課題 1:
抜粋本文によると、「日本語教えます」という貼り紙をしたワーホリの人は1時間いくらで稼げたか。

抜粋本文:

4.考え方のフォーマット
さて2で海外における日本人/日本の市場価値を、3でオーストラリアの状況を見ました。
しかし、これらはあくまでも一般論でしかありません。
一般論は一般論として大事だとは思いますが、一般論を美しく完結させることがここでの最終目的ではありません。卒論書いているわけではないのですから。
あなたがオーストラリアで良い就職が出来るかどうか?
こそが唯一絶対の目的でした。
さて、その実戦的な前提で考えてみた場合、幾つか注意すべき点があると思います。
(1)一般論を過大に考えない〜自分一人の職が見つかれば良い
個人一人がどこかに就職する場合、別に大きな業界論とか情勢論とは関係なく決まってしまうことだって幾らでもあります。というかそっちの方がずっと多いでしょう。
話を日本に置き換えてみたら分かりやすいと思うのですが、日本にも「斜陽産業」といわれる業界があります。しかし、斜陽と言われつつも毎年それなりに求人はあるし、リアルタイムに何十万人も働いているわけです。それは経済評論的・一般論的に言えば斜陽かもしれないけど、一般論的にダメだからといって、全てが瞬時に消滅するわけもないのです。当たり前です。
さきに「日本語教師で稼ぐ可能性は非常に低い」と書きましたが、つい先日も、ワーホリで来ている人が「日本語教えます」という貼り紙をしたらしっかり電話がかかってきて稼げたそうです。1時間40ドルで。もちろんこれで「生計」というのは難しいでしょうが、別にゼロではないのですよ。統計的なマクロでいえば限りなくゼロに近かろうが、自分がそれで成り立てばそれでOKであるのです。
つまり、トレンドが全てではないです。
○○業界はもう絶望といっても、一つくらい席は空いているかもしれない。そういう認識が広まったら誰も応募しないから逆に競争率が低くなるということもありうる。

課題 2:
レコードのうち、「drop a point: the blue sky」を含む行からレコードの末尾までを、列名を「入力」と「出力」とする2列のCSVに書き換えてください。点の置き方を示す文1件ごとに1行とし、その文と対応する座標をそれぞれ引用符で囲んだ1つのフィールドに入れ、改行は空白に置き換え、画像の表記は含めないこと。

提供レコード:
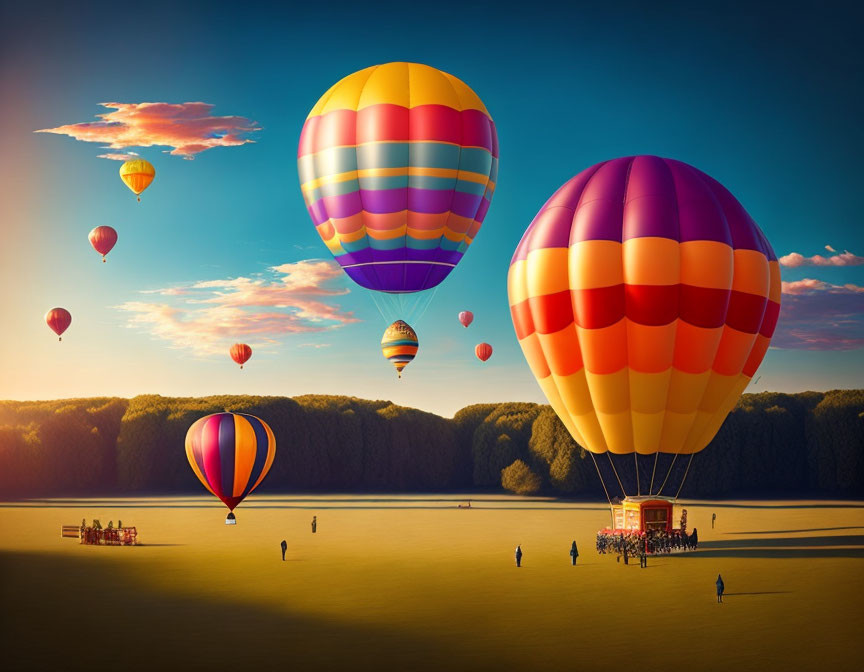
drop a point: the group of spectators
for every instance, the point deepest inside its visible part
(629, 543)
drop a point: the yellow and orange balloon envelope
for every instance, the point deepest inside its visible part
(399, 345)
(644, 298)
(230, 454)
(137, 174)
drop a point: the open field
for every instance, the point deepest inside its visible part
(413, 583)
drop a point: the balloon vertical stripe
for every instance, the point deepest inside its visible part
(227, 450)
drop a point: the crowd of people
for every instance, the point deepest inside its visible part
(110, 536)
(635, 543)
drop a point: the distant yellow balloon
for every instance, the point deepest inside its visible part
(137, 174)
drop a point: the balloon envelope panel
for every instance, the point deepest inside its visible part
(397, 164)
(230, 454)
(644, 298)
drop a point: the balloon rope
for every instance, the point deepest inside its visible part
(651, 487)
(685, 475)
(668, 473)
(621, 485)
(608, 499)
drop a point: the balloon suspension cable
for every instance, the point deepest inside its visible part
(690, 461)
(651, 487)
(608, 499)
(615, 471)
(668, 473)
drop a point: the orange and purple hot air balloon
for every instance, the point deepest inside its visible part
(240, 353)
(483, 351)
(103, 239)
(466, 317)
(59, 320)
(230, 454)
(644, 298)
(397, 166)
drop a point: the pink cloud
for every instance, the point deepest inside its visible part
(817, 315)
(188, 128)
(794, 260)
(118, 156)
(210, 315)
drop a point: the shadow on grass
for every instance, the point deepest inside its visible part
(66, 613)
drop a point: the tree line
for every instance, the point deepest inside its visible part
(772, 444)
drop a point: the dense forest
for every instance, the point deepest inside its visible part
(772, 444)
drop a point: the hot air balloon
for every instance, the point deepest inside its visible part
(399, 345)
(230, 454)
(59, 320)
(137, 174)
(483, 351)
(240, 353)
(103, 239)
(397, 164)
(466, 317)
(644, 298)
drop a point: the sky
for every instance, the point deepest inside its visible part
(221, 248)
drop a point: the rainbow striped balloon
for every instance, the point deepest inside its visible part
(397, 166)
(644, 298)
(399, 345)
(230, 454)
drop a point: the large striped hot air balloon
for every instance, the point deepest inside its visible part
(644, 298)
(230, 454)
(397, 166)
(137, 174)
(399, 345)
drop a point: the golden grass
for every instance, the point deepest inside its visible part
(404, 583)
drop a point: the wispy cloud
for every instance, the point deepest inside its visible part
(118, 156)
(188, 128)
(817, 315)
(846, 258)
(208, 316)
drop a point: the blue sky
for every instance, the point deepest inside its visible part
(767, 102)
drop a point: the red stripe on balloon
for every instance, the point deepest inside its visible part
(745, 311)
(394, 123)
(769, 321)
(210, 453)
(650, 305)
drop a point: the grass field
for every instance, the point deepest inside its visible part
(414, 583)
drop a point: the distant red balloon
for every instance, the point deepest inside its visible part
(240, 353)
(103, 239)
(466, 317)
(59, 320)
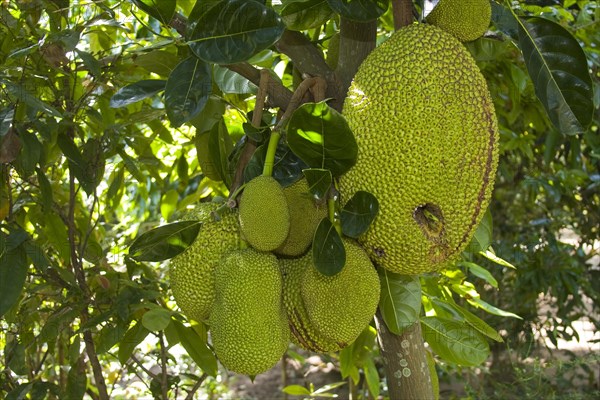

正解 1:
1時間40ドル。

正解 2:
入力,出力
"drop a point: the blue sky for every instance, the point deepest inside its visible part","(767, 102)"
"drop a point: the red stripe on balloon for every instance, the point deepest inside its visible part","(745, 311) (394, 123) (769, 321) (210, 453) (650, 305)"
"drop a point: the grass field for every instance, the point deepest inside its visible part","(414, 583)"
"drop a point: the distant red balloon for every instance, the point deepest inside its visible part","(240, 353) (103, 239) (466, 317) (59, 320)"